→ Requests:
A. In the passage on electromagnetic earthquake precursors, which source depth did Hayakawa find to be usually more correlated with VLF anomalies?
B. Pick up the passage on electromagnetic earthquake precursors after its final line and carry it forward.

→ Excerpt to read:

:::

The EM data are considered to be closely related to earthquakes [23,24,25]. Chen et al. [26] summarized seismo-electromagnetic phenomena in the lithosphere, the lower atmosphere and the upper atmosphere. Hayakawa [3] found a seismo-ionospheric perturbation before the 1995 Kobe earthquake (M_s7.2), where the amplitude or phase of the very-low-frequency (VLF) reached a minimum at sunrise and sunset. It is worth mentioning that the same phenomenon was found in [27]. Hayakawa analyzed the statistical correlation between VLF anomalies and earthquakes. He discovered that earthquakes with a source depth of less than 40 km are usually more correlated with VLF anomalies. Moustra et al. [28] utilized magnitude data and seismic electric signal (SES) to predict earthquakes. Li et al. [24] discovered that the anomalies of earthquakes appeared 20 days before the earthquake by analyzing the ultra-low-frequency (ULF) and VLF bands of electrical data.

Geographic activities are complex, which increases the difficulty of pre-seismic anomaly detection. A survey of available research is listed in

Table 1. Survey of pre-seismic anomaly detection research. √ means covered and × means not covered.

:::

→ Material:
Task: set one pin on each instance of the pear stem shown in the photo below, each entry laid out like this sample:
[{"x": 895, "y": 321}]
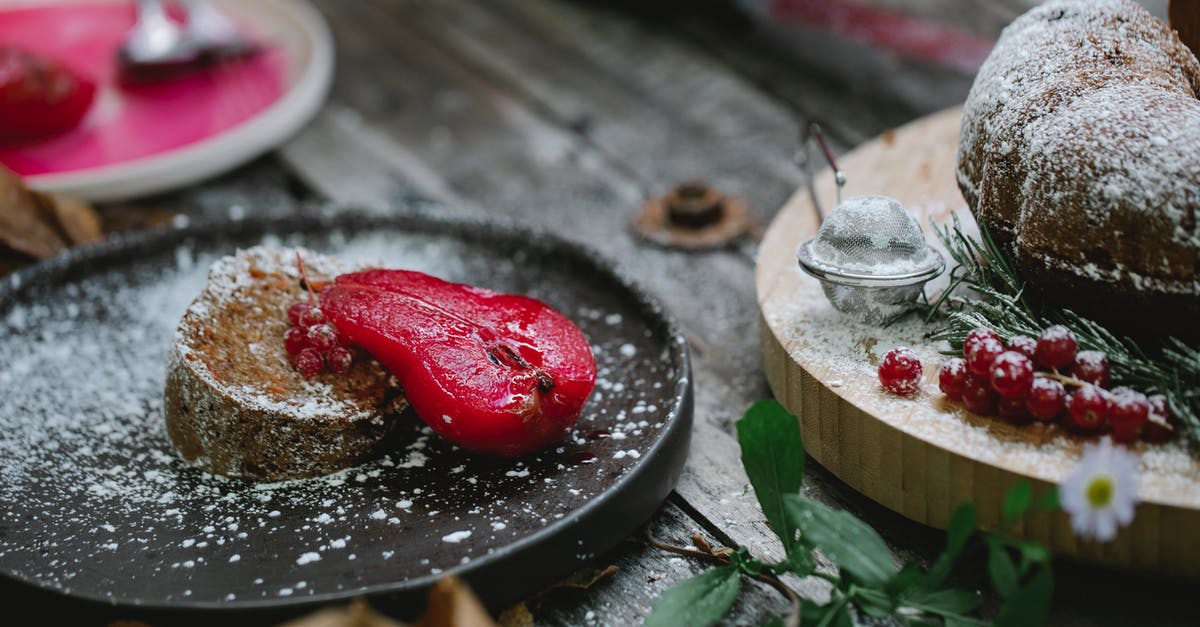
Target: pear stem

:::

→ Answers below:
A. A source depth of less than 40 km.

B.
Research	Seismicity Indicators	EM Data	Consider Data Fusion	Consider Missing Data
[14,20,21,22,29]	√	×	×	×
[11,28]	×	√	×	×
This Paper	√	√	√	√

. Some seismicity indicators calculated from earthquake catalogs are treated as inputs of pre-seismic detection models [14,20,21,22,29]. However, these studies mainly focus on the choice of seismicity indicators, but some small earthquakes may be a mistake due to the lack of sensor accuracy. It is necessary to calculate the minimum completeness magnitude and then ignore earthquakes smaller than the minimum completeness magnitude [30]. In addition, some research on EM data ignores the effects of magnetic storms, which usually yield anomalous fluctuations [31]. Sometimes the EM data during a magnetic storm is excluded, which leads to missing data. Therefore, how to deal with missing data is still a problem. Moreover, the above studies detected pre-seismic anomalies by using one kind of data. It is a promising direction to use multiparameteric data. It can make full use of the complementarity between different related data and improve the accuracy of pre-seismic anomaly detection.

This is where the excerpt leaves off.